== SUPPLIED PASSAGE ==

Tricky to have it all and you have to settle on what’s best for you.
The other big change in recent years is that more women are choosing not to have babies at all, which is great news.
This should mean that, however young or old the mothers, most babies are really wanted.
And, whenever they arrive, this is surely the most important thing of all.
Tales of Tommy and his brave mates
WHEN I was a small child visiting my grandmother, we would wait for the bus by the village war memorial. To pass the time, gran would tell me stories about the men whose names were there.
And, of course, she’d known them all. They were her neighbours, school friends, boyfriends and cousins. Not some anonymous glorious heroes, but ordinary lads whose lives had been stopped short and wasted – and including her cousin Tom, a blacksmith who was strong on brawn but a bit short on brains and had a terrible temper.
Now low-life thieves steal the metal from war memorials for the sake of a couple of quid – and conscience- less scrap dealers must buy it. But then even Cambridge history graduate, Charlie Gilmour, said – after he’d swung so spectacularly on the Union flag from the Cenotaph in student protests last year – that he didn’t know what it was. Though you’d have thought, really, that the inscription The Glorious Dead might have been a bit of a giveaway.

===

• _TASK SET_:
**A.** Can you sum up the column excerpt in two sentences?
**B.** Could you go on with the column excerpt, starting after its final sentence, the one ending "might have been a bit of a giveaway"?

== DATA LISTING ==

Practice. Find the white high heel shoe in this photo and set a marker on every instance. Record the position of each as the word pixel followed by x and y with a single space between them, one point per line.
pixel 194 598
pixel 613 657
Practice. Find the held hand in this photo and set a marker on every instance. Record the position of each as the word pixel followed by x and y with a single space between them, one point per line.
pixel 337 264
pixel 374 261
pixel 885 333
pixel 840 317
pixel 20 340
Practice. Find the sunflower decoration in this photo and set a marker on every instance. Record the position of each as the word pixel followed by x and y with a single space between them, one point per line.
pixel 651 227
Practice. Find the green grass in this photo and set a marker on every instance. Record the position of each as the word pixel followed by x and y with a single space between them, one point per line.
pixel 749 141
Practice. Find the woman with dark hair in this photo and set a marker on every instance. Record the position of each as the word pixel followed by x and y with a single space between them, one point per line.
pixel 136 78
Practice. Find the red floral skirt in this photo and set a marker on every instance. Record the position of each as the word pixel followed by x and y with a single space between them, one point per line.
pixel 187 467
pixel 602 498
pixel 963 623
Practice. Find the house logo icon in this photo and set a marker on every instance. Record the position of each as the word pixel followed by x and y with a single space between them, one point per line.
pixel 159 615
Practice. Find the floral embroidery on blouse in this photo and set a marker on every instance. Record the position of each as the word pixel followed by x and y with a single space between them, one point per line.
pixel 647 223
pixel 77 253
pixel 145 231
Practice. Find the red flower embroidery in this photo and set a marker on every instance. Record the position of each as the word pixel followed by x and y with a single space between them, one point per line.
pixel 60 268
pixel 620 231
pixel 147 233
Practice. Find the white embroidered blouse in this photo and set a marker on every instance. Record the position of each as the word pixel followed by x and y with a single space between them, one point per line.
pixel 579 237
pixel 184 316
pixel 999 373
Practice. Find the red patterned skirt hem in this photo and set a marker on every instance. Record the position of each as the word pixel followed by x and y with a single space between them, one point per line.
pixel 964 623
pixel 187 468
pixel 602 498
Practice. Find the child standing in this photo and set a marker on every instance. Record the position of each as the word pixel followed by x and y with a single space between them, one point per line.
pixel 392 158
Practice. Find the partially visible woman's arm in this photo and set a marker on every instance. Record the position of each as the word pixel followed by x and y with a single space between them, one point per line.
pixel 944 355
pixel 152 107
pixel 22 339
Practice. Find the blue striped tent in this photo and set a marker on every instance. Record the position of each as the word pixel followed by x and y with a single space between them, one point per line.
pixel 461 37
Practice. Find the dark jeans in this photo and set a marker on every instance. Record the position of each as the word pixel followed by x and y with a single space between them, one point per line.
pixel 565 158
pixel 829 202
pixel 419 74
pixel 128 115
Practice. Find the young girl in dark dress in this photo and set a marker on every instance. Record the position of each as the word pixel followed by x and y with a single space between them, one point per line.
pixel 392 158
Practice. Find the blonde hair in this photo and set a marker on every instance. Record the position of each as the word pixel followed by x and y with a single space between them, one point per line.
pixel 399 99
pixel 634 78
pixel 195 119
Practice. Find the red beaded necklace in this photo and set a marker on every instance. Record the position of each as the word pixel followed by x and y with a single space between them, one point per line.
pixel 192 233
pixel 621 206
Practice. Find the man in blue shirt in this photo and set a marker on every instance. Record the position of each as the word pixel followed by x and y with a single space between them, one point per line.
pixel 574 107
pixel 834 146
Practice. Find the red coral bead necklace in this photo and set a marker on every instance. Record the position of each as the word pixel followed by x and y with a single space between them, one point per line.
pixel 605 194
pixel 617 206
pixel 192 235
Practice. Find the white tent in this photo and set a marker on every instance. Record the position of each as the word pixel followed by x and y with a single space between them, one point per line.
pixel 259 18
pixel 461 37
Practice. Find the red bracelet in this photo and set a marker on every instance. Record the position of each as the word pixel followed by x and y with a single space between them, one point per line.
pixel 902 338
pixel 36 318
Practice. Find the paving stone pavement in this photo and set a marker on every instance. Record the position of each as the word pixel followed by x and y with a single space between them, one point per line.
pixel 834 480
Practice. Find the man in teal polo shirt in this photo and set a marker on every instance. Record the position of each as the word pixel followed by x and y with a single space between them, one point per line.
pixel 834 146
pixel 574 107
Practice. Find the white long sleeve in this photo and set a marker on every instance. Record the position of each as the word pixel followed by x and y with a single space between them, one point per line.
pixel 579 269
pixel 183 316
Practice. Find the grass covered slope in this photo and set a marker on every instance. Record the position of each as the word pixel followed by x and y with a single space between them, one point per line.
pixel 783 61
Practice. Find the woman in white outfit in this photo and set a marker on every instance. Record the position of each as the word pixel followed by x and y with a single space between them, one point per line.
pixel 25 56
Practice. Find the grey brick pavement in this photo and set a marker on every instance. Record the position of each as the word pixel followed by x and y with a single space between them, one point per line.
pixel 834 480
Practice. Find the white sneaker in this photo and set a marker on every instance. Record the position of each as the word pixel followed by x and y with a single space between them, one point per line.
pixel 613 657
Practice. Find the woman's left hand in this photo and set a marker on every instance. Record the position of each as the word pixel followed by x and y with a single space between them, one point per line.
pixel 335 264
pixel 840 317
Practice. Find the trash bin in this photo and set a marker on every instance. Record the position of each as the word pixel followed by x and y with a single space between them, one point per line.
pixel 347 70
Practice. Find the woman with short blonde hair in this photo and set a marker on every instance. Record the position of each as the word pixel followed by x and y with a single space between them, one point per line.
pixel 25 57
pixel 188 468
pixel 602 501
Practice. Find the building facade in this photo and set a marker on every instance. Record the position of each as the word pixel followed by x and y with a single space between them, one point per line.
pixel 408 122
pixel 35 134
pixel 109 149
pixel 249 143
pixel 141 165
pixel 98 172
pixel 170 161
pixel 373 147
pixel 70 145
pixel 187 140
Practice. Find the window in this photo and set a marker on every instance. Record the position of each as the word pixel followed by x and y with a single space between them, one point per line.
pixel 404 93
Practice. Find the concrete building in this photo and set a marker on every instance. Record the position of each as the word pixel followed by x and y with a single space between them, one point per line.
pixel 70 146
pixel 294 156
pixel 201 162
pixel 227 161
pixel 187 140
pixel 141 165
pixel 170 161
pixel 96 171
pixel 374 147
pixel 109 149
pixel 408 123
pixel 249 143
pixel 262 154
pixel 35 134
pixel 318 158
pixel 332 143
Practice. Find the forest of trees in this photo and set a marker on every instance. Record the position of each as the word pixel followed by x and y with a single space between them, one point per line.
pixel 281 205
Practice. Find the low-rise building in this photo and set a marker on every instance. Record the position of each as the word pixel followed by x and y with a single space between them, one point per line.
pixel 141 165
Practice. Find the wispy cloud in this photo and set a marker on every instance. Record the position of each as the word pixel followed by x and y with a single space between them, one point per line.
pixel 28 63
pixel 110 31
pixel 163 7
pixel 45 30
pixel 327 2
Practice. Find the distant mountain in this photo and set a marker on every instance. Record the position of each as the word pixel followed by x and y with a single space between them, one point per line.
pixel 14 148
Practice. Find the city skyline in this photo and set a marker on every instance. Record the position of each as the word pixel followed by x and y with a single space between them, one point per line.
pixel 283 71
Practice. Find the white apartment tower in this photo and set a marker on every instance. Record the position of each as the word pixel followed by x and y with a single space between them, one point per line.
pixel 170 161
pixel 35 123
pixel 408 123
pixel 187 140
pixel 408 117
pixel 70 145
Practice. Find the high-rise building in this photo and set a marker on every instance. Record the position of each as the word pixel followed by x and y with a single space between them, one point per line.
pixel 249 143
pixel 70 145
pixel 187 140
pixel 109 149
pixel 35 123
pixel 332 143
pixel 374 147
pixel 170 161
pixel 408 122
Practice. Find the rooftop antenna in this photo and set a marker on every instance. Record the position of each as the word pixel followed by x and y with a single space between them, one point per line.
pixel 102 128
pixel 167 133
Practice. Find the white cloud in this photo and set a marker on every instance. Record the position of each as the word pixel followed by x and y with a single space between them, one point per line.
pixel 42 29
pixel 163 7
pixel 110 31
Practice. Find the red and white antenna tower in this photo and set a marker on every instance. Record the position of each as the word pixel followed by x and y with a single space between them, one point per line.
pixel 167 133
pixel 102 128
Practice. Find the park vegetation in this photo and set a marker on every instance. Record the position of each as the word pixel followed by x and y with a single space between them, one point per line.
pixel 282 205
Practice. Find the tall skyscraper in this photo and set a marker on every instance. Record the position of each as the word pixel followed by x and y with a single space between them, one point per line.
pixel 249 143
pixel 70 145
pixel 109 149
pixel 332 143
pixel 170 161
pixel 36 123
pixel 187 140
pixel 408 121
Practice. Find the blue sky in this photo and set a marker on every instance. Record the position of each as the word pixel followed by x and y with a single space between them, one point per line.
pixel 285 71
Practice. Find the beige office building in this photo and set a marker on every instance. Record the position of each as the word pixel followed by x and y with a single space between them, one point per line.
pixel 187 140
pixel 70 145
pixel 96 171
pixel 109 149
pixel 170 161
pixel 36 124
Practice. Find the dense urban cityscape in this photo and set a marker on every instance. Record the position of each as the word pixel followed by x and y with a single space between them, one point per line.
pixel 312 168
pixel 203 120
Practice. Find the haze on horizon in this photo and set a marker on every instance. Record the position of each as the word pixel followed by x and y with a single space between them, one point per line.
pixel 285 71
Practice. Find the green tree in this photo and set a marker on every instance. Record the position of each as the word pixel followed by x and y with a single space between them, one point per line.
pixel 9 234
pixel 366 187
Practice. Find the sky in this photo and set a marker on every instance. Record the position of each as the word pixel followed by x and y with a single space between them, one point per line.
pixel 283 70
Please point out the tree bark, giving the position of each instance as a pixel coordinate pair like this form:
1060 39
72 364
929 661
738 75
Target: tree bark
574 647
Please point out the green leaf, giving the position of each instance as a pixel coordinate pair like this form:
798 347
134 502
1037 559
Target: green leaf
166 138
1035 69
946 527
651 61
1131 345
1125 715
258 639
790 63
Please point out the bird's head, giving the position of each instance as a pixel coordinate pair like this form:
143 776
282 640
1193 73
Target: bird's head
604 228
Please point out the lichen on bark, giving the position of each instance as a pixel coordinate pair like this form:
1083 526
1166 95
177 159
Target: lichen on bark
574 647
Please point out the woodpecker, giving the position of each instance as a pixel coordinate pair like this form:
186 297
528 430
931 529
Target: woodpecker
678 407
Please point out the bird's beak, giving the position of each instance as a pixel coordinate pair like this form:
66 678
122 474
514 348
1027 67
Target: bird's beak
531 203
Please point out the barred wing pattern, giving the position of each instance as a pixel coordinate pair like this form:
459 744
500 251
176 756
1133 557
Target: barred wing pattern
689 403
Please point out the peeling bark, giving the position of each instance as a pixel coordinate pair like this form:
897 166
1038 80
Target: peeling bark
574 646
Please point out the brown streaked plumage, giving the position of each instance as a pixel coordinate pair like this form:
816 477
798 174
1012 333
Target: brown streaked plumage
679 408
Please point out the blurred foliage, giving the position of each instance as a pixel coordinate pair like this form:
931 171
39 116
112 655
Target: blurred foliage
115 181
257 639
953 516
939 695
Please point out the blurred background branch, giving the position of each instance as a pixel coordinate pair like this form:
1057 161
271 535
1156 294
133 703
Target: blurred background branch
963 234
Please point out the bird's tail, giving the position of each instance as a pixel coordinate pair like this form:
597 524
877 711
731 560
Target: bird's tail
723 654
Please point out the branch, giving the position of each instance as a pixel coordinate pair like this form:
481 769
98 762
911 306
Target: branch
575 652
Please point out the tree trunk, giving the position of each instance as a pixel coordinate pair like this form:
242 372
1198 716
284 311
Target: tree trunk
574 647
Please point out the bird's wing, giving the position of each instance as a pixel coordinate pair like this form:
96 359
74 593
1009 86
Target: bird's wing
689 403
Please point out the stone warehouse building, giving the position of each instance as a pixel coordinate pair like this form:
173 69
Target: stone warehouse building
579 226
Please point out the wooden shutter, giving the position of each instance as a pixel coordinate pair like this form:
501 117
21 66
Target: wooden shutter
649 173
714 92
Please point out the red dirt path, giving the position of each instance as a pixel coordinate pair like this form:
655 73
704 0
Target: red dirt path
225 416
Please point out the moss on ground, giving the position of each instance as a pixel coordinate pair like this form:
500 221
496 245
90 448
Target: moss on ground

===

• _ANSWERS BELOW_:
**A.** More women are now choosing not to have babies at all, which the writer welcomes because it should mean most babies are really wanted, whatever the mother's age. The writer also recalls a grandmother's stories about the ordinary local lads named on a village war memorial, and condemns thieves who steal memorial metal and Charlie Gilmour, who said he didn't know what the Cenotaph was.

**B.**
So well done to all those amateur historians, photographers, genealogists, who are busy recording not just the memorials – the monuments halls, hospitals, playing fields – but the names and stories of the people they commemorated.
Like those brief pictures of servicemen and women flashed up on the TV news or in the pages of newspapers, they are necessary reminders that the glorious dead were once gloriously alive and didn’t set out to be killed.
Real stories of real people heighten the connection between us all and command real respect.
Otherwise Gran’s cousin Tom and his terrible temper might be back to wreak revenge.
Politically correct poppies
SO now the England footballers will be able to wear poppies on their armbands. Good, I suppose.
But...
The poppy is a fantastic symbol and most of us choose to wear one as a personal mark of respect and as a way of giving some money to help.
But now footballers are going to have to wear a poppy, presumably whether they want to or not. The BBC and other broadcasting organisations clearly have a huge box of poppies in every studio and no one’s allowed on air without one. Politicians daren’t be seen without one.
It is no longer a free and personal choice, but almost compulsory and is in danger of becoming another form of political correctness, compelling us all to conform.
Is this why wars were fought?
Planet teacher
OF course teachers, head teachers and all the public sector workers deserve decent pensions. But so do the rest of us.
And while our pensions are costing us more and paying out less, do they really expect us to chip in cheerfully from our own rapidly shrinking purses just to keep someone else’s pension safe? What planet are they on?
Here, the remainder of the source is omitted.